Exercise details »
Format every line of the data below as a JSON array of strings, one string per line, and leave out any blank lines.

Records »
↓↓↓

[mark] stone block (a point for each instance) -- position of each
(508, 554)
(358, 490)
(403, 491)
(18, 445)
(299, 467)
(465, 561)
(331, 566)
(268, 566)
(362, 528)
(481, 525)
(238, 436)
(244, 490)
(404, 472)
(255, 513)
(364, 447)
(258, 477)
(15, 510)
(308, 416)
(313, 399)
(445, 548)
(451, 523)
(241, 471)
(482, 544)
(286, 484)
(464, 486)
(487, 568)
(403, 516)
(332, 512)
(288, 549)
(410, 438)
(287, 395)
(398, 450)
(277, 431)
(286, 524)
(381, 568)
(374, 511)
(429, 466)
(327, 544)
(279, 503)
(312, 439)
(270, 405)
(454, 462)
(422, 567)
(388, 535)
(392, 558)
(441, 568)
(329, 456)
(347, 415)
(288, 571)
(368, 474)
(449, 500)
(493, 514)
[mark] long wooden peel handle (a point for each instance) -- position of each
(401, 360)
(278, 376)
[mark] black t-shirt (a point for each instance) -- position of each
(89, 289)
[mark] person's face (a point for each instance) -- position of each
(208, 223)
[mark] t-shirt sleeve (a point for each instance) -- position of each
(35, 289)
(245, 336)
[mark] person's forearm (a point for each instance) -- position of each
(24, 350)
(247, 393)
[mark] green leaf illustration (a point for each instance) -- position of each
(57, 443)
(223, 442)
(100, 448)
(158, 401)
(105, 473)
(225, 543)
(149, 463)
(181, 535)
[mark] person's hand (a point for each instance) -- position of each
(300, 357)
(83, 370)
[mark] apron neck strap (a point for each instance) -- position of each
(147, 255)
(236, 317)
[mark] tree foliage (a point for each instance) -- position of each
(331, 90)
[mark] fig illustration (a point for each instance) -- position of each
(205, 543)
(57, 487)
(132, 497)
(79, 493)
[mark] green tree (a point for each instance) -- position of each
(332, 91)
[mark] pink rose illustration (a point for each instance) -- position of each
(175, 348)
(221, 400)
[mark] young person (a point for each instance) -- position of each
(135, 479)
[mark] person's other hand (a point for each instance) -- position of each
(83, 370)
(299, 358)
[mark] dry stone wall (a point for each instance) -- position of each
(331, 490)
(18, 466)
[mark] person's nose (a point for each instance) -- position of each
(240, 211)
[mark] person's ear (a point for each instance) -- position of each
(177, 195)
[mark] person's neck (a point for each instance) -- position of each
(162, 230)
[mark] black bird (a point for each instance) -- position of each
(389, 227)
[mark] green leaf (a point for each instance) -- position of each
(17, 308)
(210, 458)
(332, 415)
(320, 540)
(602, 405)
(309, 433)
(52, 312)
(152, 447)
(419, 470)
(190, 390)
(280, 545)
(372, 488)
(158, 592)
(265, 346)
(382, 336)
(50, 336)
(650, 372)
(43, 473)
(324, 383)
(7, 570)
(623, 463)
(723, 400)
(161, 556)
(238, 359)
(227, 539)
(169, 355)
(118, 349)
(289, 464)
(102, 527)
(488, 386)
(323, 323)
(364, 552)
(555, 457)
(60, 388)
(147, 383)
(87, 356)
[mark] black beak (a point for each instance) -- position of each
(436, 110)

↑↑↑

Result for this task »
[
  "[mark] stone block (a point for each instance) -- position of each",
  "(508, 554)",
  "(358, 490)",
  "(403, 491)",
  "(18, 445)",
  "(299, 467)",
  "(465, 561)",
  "(331, 566)",
  "(268, 566)",
  "(362, 528)",
  "(481, 525)",
  "(238, 436)",
  "(244, 490)",
  "(404, 472)",
  "(255, 513)",
  "(364, 447)",
  "(258, 477)",
  "(15, 510)",
  "(308, 416)",
  "(313, 399)",
  "(445, 548)",
  "(451, 523)",
  "(241, 471)",
  "(482, 544)",
  "(286, 484)",
  "(464, 486)",
  "(487, 568)",
  "(403, 516)",
  "(332, 512)",
  "(288, 549)",
  "(410, 438)",
  "(287, 395)",
  "(398, 450)",
  "(277, 431)",
  "(286, 524)",
  "(381, 568)",
  "(374, 511)",
  "(429, 466)",
  "(327, 544)",
  "(279, 503)",
  "(312, 439)",
  "(270, 405)",
  "(454, 462)",
  "(422, 567)",
  "(388, 535)",
  "(392, 558)",
  "(441, 568)",
  "(329, 456)",
  "(347, 415)",
  "(288, 571)",
  "(368, 474)",
  "(449, 500)",
  "(493, 514)",
  "[mark] long wooden peel handle (a point for each instance) -- position of each",
  "(401, 360)",
  "(278, 376)",
  "[mark] black t-shirt (a point for each instance) -- position of each",
  "(89, 289)",
  "[mark] person's face (a point for each instance) -- position of each",
  "(208, 223)",
  "[mark] t-shirt sleeve (a point for each instance) -- position of each",
  "(35, 289)",
  "(245, 336)",
  "[mark] person's forearm (a point for each instance) -- position of each",
  "(24, 350)",
  "(247, 393)",
  "[mark] green leaf illustration (a point for each instance) -- position of each",
  "(57, 443)",
  "(223, 442)",
  "(100, 448)",
  "(158, 401)",
  "(105, 473)",
  "(225, 543)",
  "(149, 463)",
  "(181, 535)",
  "[mark] person's hand (a point for each instance) -- position of each",
  "(300, 357)",
  "(83, 370)",
  "[mark] apron neck strap (a point for each instance) -- position of each",
  "(147, 255)",
  "(236, 317)",
  "[mark] tree foliage (a point for each instance) -- position of each",
  "(331, 90)",
  "[mark] fig illustration (a point for each instance) -- position of each",
  "(205, 543)",
  "(57, 487)",
  "(132, 497)",
  "(79, 493)",
  "[mark] green tree (a point for each instance) -- position of each",
  "(332, 91)",
  "[mark] pink rose illustration (a point for each instance) -- position of each",
  "(175, 348)",
  "(221, 400)",
  "[mark] young person (a point for each instance) -- position of each",
  "(135, 479)",
  "[mark] person's other hand (a point for each instance) -- position of each",
  "(83, 370)",
  "(299, 358)",
  "[mark] dry stone wall (a point for each instance) -- position of each",
  "(331, 490)",
  "(18, 466)",
  "[mark] person's nose (a point for each instance) -- position of each",
  "(240, 211)",
  "[mark] person's ear (a point for each instance) -- position of each",
  "(177, 195)",
  "[mark] person's neck (a point for each instance) -- position of each",
  "(162, 230)",
  "[mark] black bird (a point for each instance) -- position of each",
  "(389, 227)",
  "[mark] green leaf (a point for each instance) -- position of each",
  "(17, 308)",
  "(210, 458)",
  "(332, 415)",
  "(320, 540)",
  "(602, 405)",
  "(309, 433)",
  "(52, 312)",
  "(152, 447)",
  "(419, 470)",
  "(190, 390)",
  "(280, 545)",
  "(372, 488)",
  "(158, 592)",
  "(265, 346)",
  "(382, 336)",
  "(50, 336)",
  "(650, 372)",
  "(43, 473)",
  "(324, 383)",
  "(7, 570)",
  "(623, 463)",
  "(723, 400)",
  "(161, 556)",
  "(238, 359)",
  "(227, 539)",
  "(169, 355)",
  "(118, 349)",
  "(289, 464)",
  "(102, 527)",
  "(488, 386)",
  "(323, 323)",
  "(364, 552)",
  "(555, 457)",
  "(60, 388)",
  "(147, 383)",
  "(87, 356)",
  "[mark] black beak (a point for each instance) -- position of each",
  "(436, 110)"
]